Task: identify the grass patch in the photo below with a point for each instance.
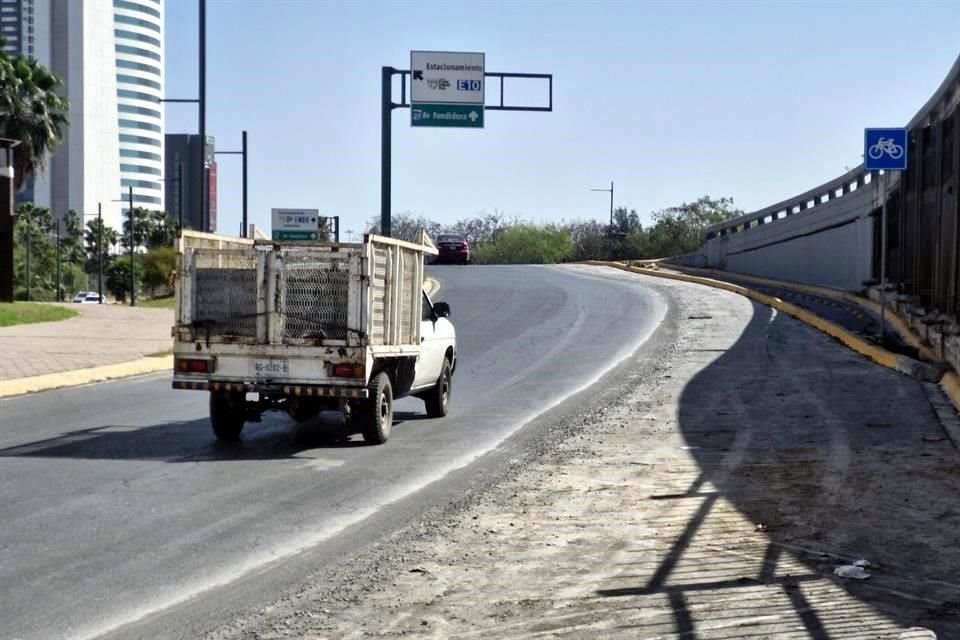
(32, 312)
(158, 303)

* * * * * * * * *

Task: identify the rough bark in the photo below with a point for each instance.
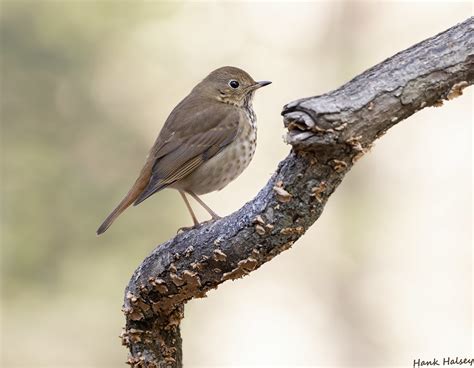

* * * * * * * * *

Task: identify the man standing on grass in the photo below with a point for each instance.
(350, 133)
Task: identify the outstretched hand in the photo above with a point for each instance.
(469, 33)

* * * * * * * * *

Exercise brief » From the material above, pull every line that contains the word "grass", and copy each of those lines unchanged.

Finished answer »
Task: identify the grass patch in the photo below with a point for each instance.
Task: identify the man standing on grass in the photo below with a point for each instance.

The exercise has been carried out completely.